■ **DESCRIPTION OF THE TASK**
How many lines of the data contain the word "rough"? Give only that number.

Saved data entries
━━━

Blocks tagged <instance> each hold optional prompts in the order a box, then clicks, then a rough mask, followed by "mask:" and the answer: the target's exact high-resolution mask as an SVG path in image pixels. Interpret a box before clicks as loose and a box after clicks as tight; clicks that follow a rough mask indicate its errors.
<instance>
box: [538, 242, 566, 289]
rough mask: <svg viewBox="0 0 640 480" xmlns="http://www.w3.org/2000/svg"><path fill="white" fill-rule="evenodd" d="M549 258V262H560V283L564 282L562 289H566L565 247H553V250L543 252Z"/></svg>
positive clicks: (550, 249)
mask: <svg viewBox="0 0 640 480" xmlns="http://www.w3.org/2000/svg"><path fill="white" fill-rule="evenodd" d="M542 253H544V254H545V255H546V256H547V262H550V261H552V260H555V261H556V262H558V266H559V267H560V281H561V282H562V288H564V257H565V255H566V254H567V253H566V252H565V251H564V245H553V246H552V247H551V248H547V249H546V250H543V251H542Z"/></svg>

━━━

■ **EXPECTED OUTPUT**
2